Materials provided =>
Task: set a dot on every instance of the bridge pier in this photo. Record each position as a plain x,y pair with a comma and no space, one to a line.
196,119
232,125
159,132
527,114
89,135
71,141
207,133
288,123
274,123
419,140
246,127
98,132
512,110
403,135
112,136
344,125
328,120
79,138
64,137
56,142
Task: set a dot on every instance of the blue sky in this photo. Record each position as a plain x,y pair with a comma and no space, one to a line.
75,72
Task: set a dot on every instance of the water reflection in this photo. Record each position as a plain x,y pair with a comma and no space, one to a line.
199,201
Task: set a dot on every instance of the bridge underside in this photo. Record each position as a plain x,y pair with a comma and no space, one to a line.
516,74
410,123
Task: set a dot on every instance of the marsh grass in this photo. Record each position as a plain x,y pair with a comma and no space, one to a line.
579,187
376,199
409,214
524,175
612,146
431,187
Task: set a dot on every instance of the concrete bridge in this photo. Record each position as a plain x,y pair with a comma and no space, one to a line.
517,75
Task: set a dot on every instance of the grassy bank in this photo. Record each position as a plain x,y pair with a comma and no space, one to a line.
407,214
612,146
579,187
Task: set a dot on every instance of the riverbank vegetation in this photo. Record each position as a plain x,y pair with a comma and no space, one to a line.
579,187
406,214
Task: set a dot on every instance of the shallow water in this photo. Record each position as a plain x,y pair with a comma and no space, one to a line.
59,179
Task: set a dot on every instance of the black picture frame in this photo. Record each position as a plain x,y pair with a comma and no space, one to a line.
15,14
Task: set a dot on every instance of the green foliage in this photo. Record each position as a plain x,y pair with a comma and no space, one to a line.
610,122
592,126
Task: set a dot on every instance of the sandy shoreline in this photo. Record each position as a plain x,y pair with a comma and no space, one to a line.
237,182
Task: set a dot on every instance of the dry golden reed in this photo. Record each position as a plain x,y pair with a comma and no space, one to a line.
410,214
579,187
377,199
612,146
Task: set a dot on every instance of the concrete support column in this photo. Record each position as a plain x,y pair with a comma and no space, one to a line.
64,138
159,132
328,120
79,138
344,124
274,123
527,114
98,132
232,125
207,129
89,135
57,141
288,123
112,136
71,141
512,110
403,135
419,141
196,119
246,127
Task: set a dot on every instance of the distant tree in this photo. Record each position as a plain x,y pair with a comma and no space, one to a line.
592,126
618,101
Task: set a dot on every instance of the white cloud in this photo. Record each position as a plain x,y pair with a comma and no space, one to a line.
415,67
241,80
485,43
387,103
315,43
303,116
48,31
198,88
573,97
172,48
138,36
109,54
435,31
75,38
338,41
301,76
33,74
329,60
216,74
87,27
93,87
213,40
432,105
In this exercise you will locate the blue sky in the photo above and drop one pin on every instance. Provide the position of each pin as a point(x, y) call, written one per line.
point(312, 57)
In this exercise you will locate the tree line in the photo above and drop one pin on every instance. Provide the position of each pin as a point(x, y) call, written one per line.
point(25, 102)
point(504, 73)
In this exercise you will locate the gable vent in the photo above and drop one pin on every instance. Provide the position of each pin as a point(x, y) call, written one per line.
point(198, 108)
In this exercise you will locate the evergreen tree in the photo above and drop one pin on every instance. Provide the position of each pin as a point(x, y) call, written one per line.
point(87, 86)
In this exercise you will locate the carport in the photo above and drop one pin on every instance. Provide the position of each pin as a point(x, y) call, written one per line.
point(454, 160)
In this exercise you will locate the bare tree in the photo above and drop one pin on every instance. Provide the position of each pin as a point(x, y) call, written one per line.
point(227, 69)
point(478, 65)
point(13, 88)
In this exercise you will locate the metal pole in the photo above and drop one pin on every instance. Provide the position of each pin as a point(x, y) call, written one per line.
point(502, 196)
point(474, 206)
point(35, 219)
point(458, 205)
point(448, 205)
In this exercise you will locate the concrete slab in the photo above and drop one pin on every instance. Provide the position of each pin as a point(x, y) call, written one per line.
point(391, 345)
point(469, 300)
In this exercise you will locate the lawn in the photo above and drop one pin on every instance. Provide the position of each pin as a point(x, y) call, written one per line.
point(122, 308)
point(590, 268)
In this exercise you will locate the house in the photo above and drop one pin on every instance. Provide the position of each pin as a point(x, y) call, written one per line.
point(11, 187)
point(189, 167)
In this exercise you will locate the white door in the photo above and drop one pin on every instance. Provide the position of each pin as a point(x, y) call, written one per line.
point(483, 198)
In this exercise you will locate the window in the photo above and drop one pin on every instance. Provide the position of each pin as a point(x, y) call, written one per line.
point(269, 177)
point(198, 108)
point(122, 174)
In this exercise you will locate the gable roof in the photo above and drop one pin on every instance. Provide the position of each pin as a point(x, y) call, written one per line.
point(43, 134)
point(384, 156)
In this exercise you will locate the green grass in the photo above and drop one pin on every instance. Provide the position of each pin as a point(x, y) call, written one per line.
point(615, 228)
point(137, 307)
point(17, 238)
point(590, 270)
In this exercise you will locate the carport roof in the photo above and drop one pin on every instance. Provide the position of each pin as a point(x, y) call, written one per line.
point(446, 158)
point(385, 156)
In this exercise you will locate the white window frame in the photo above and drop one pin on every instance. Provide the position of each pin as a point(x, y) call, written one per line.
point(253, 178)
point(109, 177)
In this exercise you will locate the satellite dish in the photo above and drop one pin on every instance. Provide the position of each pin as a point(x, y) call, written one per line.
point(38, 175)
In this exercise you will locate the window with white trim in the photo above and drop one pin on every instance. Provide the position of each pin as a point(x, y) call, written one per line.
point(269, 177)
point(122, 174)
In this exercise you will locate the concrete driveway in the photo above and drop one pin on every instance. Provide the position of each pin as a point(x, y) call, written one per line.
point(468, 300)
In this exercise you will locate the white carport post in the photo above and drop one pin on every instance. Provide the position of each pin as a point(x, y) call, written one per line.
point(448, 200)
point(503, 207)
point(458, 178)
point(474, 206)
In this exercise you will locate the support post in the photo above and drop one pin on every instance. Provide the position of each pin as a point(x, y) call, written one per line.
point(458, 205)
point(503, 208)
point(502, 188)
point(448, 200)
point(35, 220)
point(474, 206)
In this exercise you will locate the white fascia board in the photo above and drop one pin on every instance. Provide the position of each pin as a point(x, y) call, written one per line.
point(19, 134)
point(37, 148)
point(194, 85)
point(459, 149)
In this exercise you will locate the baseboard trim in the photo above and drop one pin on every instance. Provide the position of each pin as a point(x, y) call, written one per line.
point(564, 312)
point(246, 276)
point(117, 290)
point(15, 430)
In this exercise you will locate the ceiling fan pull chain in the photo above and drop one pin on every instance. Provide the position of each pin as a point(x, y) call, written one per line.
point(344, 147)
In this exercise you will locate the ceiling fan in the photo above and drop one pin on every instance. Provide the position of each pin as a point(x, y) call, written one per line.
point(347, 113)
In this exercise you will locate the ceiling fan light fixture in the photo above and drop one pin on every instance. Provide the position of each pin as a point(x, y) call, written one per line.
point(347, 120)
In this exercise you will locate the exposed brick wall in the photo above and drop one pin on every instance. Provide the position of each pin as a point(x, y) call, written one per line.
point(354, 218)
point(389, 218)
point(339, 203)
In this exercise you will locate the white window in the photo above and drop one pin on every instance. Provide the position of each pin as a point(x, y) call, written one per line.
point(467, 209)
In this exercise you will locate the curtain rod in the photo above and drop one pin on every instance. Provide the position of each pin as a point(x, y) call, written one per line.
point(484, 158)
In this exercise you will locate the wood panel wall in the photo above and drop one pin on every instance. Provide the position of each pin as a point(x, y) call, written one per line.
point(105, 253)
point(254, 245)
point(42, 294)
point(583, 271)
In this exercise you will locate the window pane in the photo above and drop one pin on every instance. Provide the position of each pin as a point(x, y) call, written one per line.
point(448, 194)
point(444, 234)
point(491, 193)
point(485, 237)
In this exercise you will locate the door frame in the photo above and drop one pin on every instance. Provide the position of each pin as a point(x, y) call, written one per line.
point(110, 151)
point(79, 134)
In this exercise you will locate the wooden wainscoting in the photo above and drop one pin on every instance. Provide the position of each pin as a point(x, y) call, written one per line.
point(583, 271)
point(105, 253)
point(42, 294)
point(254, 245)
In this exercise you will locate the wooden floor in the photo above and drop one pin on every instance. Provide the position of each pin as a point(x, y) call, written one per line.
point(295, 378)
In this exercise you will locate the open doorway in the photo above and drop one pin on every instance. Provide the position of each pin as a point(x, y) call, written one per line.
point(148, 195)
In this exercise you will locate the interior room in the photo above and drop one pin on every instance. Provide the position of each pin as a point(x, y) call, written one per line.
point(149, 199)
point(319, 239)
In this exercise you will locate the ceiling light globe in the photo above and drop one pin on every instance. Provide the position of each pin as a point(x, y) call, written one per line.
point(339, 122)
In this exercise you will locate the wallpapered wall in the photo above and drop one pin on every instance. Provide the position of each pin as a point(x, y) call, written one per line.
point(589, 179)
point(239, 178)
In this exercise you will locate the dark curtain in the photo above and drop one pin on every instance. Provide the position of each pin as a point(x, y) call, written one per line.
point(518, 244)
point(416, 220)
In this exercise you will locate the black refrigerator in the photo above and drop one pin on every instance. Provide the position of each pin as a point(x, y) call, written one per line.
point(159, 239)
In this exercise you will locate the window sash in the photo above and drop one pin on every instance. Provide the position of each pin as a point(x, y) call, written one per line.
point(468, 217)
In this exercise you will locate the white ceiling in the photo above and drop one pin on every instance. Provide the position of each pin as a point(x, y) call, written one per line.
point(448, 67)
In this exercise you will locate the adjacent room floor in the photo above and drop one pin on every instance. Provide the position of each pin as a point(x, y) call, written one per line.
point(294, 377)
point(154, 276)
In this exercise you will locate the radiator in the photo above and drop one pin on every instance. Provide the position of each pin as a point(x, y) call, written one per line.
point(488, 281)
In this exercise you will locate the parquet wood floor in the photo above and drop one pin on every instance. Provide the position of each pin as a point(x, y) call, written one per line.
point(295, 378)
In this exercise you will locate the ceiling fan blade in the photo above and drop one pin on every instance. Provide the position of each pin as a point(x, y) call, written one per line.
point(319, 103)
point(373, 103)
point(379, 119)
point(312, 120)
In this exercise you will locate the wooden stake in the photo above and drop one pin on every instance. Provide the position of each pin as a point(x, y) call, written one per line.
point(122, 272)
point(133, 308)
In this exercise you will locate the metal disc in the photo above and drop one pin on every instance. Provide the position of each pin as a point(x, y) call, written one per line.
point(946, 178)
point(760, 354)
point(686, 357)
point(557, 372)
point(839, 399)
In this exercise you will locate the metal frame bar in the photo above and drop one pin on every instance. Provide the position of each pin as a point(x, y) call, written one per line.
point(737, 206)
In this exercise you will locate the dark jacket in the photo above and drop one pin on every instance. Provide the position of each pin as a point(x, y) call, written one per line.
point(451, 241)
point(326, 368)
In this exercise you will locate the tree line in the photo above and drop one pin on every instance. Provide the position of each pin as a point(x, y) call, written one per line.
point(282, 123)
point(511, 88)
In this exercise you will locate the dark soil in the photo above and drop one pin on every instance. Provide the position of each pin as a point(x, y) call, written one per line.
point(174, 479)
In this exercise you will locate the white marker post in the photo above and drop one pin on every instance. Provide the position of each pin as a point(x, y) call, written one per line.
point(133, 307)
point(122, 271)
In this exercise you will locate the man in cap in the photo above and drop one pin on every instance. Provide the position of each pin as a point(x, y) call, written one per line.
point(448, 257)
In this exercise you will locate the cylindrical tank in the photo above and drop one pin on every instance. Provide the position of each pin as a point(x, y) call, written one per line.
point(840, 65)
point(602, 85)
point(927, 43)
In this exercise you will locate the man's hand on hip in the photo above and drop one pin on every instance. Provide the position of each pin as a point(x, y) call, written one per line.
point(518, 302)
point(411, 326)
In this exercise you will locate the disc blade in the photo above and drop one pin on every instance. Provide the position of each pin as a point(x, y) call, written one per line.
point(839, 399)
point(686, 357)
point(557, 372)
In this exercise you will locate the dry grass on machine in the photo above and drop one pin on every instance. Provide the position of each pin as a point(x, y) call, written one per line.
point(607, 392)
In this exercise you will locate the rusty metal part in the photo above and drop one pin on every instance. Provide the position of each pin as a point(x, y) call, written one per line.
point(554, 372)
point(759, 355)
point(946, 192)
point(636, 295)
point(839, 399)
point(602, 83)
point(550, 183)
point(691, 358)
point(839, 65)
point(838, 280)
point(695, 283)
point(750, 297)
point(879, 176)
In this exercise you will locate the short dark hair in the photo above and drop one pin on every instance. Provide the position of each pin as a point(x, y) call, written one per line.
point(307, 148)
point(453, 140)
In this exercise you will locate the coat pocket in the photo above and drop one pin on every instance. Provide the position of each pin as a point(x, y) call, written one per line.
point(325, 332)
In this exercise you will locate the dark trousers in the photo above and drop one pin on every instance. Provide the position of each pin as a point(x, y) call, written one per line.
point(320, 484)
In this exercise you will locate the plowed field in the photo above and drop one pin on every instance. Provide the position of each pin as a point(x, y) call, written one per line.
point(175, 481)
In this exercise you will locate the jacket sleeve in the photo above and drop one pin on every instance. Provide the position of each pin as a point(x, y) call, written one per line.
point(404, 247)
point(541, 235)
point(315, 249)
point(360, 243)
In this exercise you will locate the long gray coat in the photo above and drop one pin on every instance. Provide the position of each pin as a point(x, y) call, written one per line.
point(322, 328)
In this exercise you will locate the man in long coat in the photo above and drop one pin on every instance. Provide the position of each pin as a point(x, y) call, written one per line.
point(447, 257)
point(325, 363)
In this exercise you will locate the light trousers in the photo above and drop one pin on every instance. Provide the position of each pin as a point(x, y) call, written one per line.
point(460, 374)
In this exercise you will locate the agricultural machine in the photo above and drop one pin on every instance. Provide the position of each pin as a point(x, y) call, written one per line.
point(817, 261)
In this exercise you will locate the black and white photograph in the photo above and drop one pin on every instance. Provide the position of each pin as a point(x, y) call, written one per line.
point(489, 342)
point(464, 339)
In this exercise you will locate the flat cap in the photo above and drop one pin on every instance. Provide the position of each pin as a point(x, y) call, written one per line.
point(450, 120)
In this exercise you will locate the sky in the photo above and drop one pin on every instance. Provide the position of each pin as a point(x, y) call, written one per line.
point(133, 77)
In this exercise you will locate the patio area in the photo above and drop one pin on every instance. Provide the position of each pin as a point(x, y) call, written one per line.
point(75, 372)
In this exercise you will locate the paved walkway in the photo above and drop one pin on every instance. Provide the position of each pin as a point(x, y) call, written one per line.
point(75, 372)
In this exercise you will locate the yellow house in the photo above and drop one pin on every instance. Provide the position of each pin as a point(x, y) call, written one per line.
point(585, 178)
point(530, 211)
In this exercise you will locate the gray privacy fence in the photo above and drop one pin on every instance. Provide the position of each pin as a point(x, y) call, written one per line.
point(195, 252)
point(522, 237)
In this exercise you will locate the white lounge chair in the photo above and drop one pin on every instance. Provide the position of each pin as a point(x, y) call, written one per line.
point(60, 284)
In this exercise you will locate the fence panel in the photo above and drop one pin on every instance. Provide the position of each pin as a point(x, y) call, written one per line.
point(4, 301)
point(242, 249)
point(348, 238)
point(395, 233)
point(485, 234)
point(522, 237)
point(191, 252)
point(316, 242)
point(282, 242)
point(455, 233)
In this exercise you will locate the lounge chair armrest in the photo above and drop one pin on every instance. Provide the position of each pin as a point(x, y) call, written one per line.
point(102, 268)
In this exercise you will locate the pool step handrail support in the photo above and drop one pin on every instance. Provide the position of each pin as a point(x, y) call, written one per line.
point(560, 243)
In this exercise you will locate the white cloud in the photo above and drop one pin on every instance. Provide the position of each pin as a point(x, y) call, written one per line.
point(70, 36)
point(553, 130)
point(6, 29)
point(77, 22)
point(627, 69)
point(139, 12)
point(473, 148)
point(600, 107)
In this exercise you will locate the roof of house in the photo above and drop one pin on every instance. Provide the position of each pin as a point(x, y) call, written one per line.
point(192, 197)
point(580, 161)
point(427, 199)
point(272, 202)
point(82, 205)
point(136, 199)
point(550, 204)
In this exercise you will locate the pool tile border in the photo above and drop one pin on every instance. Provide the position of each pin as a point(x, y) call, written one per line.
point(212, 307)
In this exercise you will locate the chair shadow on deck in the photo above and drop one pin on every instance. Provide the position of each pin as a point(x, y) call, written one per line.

Your assignment => Only the span from the line with "In this exercise you will locate the pool tile" through the final line of the records goes in the output, each line unchanged.

Exercise result =>
In this exercise you will locate the pool tile border in the photo above and drop one pin on every instance. Provide the position of each pin as a point(x, y) call, written one per line.
point(212, 307)
In this exercise you will locate the chair shadow on deck in the photo above and drop one pin on every instance. Provide the position of each pin as a point(x, y) call, written one per line.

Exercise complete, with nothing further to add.